The hospital in Bardai is impressive, well equipped and bizarrely, for a hospital in Africa—empty! Inside the spacious walled compound the cream and green-trimmed buildings are well laid out but there are no inpatients on most days. If you searched all the buildings, you’d find only a few hospital staff with little to do. After years of neglect, with equipment gathering dust, this shell of a hospital had few vital signs until recently—when two experienced British doctors arrived, ready to roll up their sleeves and bring it to life.
British doctors Andrea Hotchkins, an Obstetrician and Gynaecologist, and her surgeon husband Mark, walk around the Bardai hospital where they will be working for the next few years. The couple has taken on the task of transforming a barely-working health clinic into a functioning hospital. Built by the government in 2011, the hospital had seen few patients, high quality equipment gathered dust and no doctor had ever performed a surgery until the Hotchkins arrived at the beginning of 2017.
How did this all come about? Another missionary couple, Mark Ortman and his wife Sheryl, have lived and worked in Chad for 25 years, based mostly among the Teda, a proud, free-thinking non-Arab Muslim people group who live in an area that includes southern Libya, northwestern Chad, and northeastern Niger.
"Back in 2013,” Mark tells, “the governor of the Tibesti asked if I could find any missionary doctors to man the Bardai Hospital.” It was an unusual request, but missionaries to this region have proven to be people who bring good to the community—and they stay!
The hospital was built in 2011 as part of a development effort by the president of Chad. “It was probably the best equipped government hospital in Chad, but there were basically no staff to run it,” Mark explains. “Government doctors assigned here found reasons either not to come or not to stay. Missionary doctors were known to be interested in the welfare of the people they were treating and to be in it for the long-term."

Your tasks
**A)** Answer these questions from the article on the Bardai hospital, one per line:
(i) In what year was the hospital built?
(ii) For how many years have Mark and Sheryl Ortman lived and worked in Chad?
(iii) Who asked Mark Ortman in 2013 to find missionary doctors for the hospital?
**B)** Reproduce everything in the Bardai hospital article from "British doctors Andrea" down to "beginning of 2017.".
**C)** Carry the article about the Bardai hospital further, picking up after its final sentence.

Recorded information

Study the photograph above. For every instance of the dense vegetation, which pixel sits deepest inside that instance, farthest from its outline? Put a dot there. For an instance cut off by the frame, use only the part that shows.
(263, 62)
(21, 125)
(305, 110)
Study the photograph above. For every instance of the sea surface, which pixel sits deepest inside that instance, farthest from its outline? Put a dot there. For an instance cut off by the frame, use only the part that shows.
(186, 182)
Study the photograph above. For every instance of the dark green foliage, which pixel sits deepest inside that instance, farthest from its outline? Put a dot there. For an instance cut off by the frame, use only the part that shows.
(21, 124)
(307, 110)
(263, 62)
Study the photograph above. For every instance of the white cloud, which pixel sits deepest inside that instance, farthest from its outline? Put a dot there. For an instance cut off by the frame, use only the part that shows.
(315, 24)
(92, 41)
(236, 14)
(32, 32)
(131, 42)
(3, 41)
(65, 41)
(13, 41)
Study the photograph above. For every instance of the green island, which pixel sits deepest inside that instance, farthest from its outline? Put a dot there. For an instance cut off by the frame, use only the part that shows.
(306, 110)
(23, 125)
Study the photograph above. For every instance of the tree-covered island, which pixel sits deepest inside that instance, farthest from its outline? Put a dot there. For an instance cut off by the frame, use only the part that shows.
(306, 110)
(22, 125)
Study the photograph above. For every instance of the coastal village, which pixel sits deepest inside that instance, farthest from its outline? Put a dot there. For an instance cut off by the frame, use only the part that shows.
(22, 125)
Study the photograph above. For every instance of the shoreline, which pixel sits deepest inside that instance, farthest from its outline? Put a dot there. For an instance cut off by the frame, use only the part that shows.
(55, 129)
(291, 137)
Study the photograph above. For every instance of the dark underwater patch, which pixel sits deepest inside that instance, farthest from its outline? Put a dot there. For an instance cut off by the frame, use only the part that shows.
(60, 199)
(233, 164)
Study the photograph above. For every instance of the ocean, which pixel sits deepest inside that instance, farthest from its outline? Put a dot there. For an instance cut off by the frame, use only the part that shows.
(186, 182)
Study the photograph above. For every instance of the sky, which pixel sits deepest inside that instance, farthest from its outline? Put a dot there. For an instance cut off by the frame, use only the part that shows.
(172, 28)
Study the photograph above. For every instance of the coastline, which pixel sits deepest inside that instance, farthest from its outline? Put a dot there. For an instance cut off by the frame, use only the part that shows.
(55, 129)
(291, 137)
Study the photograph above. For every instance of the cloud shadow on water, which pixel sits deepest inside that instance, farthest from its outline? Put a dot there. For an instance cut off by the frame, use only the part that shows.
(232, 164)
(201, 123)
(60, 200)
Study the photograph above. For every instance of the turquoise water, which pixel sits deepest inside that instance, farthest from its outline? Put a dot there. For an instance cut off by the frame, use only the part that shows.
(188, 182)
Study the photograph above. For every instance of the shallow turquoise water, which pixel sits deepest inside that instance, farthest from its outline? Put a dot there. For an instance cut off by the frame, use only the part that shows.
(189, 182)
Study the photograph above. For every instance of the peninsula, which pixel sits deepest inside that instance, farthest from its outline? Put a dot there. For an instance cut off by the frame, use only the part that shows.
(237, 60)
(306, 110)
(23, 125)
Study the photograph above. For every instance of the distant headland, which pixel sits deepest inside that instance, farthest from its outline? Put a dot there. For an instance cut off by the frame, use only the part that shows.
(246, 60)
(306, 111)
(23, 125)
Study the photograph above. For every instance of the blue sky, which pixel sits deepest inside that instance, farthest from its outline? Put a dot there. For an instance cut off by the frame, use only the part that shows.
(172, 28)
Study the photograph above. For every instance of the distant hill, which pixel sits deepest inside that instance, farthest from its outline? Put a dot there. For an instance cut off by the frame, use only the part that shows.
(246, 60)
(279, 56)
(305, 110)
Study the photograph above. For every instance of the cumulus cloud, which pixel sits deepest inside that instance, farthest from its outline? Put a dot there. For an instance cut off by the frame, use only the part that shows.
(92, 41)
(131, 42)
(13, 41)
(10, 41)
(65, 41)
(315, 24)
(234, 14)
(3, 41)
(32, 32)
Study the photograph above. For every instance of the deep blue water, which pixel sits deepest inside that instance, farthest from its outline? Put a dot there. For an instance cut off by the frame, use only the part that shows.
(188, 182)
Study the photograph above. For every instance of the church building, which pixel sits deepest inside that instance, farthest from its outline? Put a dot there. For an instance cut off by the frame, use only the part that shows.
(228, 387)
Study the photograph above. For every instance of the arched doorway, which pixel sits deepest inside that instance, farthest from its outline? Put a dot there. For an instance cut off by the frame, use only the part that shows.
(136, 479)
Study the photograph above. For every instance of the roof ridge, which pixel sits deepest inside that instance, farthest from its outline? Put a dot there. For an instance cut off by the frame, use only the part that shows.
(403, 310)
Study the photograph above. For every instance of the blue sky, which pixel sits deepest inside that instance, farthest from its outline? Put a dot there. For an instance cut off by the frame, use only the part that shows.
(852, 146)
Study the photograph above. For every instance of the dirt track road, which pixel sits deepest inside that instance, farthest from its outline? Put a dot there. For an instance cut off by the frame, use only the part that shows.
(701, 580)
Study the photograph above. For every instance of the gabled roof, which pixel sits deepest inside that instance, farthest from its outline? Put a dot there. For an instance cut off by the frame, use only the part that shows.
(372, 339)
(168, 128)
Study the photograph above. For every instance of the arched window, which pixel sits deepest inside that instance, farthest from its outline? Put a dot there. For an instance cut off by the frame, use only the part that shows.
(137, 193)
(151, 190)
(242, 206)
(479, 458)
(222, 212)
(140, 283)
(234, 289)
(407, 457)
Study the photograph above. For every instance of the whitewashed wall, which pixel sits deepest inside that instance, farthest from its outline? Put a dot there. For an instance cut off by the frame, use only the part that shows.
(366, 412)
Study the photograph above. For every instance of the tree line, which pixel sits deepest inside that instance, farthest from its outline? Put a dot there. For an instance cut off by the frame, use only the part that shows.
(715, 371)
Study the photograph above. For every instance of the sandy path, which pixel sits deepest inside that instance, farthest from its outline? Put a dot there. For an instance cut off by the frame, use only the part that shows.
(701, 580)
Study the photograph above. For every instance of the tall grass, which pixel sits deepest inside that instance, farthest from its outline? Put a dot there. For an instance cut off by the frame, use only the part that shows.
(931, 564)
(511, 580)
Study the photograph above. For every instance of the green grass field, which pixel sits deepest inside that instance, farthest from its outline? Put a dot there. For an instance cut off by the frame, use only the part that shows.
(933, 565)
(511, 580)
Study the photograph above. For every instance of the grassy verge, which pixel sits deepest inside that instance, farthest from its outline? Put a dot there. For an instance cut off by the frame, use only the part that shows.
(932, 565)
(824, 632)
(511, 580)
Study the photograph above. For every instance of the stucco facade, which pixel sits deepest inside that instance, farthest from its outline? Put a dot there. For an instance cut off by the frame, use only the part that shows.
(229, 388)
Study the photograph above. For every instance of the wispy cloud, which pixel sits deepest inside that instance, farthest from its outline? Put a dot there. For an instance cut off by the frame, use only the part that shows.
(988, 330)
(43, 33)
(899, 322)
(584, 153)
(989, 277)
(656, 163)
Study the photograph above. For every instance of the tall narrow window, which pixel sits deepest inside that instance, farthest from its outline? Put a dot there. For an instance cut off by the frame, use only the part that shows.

Answers for the exercise
**A)**
(i) 2011
(ii) 25 years
(iii) The governor of the Tibesti

**B)**
British doctors Andrea Hotchkins, an Obstetrician and Gynaecologist, and her surgeon husband Mark, walk around the Bardai hospital where they will be working for the next few years. The couple has taken on the task of transforming a barely-working health clinic into a functioning hospital. Built by the government in 2011, the hospital had seen few patients, high quality equipment gathered dust and no doctor had ever performed a surgery until the Hotchkins arrived at the beginning of 2017.

**C)**
For the first five months, Doctors Andrea and Mark began with an important, non-medical task: learning the Teda language, a daunting endeavor but one that will pay off in building relationships both on the job and among the community. During this time they set aside one day a week to work at the hospital.
“It’s just amazing,” Dr. Andrea describes. “There is so much equipment, but nobody really knows how to use it. There were two operating blocks but no one had ever operated. It was just a complete mess, so we made at least one of them functional. There are things missing. For instance, there are a number of oxygen concentrators but no tubes or things that connect it to the patient.
When the Hotchkins first moved to Bardai in February 2017, they were excited to see what an overland trip through the Sahara would be like. They soon found that it took three days at 14 hours per day, squeezed into a tight space with little legroom. Vehicles often break down in the extreme heat and sand. “Having MAF around just makes a huge difference,” Dr. Andrea explains, “because obviously you can come up in one day. Living in quite an isolated place like this, it’s also nice to know that—because of MAF—you can have a break every five or six months. That’s another huge way MAF helps.”
Following their return to Bardai in mid November 2017, in just a month and a half, the doctors saw more patients than would normally be seen in a year: 35 inpatients, 22 surgeries and, a recently acquired skill, 27 dental patients.